> _YOUR TASK_
Transcribe the tail of the listing: start at the line containing "The client would like the woman with" and stop after the last line, keeping every character as is and adding nothing.

==============================

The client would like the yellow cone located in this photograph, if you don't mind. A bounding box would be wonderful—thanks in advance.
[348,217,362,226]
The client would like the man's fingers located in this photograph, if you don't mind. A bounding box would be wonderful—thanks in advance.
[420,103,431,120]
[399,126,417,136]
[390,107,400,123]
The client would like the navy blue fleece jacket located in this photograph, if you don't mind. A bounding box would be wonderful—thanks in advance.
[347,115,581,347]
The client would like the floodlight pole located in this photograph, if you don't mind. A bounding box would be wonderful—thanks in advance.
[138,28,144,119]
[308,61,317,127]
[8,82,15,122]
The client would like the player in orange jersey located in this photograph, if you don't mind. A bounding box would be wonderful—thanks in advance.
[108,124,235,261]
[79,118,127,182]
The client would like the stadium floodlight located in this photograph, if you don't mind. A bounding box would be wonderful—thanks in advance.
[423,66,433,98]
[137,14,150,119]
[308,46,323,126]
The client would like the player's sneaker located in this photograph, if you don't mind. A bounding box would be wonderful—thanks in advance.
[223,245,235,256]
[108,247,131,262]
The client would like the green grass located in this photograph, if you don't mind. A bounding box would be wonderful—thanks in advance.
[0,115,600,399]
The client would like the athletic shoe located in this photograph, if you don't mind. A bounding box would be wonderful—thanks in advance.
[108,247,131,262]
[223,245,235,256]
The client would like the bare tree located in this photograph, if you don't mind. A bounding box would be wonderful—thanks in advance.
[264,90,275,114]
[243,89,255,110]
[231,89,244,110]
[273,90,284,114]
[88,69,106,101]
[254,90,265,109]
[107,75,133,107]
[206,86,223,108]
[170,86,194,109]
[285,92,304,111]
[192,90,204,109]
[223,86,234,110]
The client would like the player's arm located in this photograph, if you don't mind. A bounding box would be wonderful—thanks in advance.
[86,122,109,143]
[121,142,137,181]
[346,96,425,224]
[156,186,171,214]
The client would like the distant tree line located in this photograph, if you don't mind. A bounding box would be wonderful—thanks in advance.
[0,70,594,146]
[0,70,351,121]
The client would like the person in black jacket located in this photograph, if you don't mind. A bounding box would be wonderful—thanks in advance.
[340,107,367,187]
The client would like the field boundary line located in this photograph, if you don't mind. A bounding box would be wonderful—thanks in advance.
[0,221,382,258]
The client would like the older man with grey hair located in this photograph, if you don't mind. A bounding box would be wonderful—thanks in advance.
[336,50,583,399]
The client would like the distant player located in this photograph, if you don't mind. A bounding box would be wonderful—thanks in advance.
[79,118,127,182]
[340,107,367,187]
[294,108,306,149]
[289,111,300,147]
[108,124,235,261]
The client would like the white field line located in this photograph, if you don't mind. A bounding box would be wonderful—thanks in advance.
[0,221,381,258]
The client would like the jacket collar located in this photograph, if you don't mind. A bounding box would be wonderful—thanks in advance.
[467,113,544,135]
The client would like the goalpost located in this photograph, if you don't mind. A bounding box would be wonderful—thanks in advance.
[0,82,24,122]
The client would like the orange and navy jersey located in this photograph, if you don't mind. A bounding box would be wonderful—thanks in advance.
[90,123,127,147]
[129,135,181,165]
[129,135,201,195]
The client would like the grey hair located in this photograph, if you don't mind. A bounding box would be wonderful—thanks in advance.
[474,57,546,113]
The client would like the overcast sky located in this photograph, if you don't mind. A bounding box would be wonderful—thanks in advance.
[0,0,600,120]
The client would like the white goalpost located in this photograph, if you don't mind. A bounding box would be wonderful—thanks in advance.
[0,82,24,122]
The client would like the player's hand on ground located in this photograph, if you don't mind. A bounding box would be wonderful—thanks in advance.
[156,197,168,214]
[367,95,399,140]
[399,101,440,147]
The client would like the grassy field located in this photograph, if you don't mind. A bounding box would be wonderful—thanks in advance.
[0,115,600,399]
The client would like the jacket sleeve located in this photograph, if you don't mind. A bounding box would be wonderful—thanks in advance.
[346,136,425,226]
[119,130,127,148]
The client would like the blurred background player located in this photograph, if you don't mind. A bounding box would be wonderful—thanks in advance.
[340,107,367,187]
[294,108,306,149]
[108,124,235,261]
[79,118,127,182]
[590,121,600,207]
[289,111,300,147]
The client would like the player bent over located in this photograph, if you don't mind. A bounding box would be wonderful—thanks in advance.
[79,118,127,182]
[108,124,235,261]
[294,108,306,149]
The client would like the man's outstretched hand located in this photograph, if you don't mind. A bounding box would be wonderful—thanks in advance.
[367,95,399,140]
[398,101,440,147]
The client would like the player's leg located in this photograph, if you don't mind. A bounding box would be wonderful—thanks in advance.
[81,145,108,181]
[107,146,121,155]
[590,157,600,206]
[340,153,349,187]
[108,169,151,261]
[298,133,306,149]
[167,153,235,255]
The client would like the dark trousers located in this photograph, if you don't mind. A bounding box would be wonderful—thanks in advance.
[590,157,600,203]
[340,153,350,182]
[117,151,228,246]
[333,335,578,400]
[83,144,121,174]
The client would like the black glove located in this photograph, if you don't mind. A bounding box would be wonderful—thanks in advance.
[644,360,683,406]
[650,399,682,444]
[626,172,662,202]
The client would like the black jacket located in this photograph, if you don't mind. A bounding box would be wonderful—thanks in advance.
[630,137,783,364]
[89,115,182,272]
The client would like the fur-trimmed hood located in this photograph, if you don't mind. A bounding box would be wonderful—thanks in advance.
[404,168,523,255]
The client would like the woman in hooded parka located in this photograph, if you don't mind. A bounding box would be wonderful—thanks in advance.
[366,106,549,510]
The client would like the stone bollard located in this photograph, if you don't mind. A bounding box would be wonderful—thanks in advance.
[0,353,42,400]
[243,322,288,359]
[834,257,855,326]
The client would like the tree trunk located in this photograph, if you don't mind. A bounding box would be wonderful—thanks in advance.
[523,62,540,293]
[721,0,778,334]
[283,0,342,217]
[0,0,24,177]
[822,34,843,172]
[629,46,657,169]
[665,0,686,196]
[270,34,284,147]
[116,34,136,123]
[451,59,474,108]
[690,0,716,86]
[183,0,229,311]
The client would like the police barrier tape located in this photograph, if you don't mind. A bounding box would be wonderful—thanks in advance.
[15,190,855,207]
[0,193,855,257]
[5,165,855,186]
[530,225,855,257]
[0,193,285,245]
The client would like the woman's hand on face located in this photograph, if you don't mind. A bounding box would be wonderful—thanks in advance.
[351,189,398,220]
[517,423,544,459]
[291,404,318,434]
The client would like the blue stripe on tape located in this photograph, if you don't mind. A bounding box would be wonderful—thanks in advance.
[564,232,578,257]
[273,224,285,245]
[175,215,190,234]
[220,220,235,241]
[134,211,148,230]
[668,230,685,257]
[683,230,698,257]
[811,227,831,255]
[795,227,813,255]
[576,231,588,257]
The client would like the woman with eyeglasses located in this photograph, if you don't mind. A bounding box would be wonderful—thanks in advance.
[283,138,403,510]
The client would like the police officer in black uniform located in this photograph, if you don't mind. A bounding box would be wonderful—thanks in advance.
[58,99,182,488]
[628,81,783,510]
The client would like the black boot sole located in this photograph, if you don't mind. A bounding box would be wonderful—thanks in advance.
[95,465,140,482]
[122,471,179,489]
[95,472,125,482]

==============================

> _RESPONSE_
The client would like the woman with eyeglasses located in this photograph, if you don't mind. A bounding box would be wonderful—thanks in advance.
[283,138,403,510]
The client would like the police officer in black uniform located in this photograph, if you don't mind. A bounding box would be wonderful—thanks in advance.
[58,99,182,488]
[628,81,783,510]
The client would like the black boot sole located in this photograph, if you don't mind. A bounding box would be wonderful—thanks in advance.
[95,465,140,482]
[122,471,179,489]
[95,472,125,482]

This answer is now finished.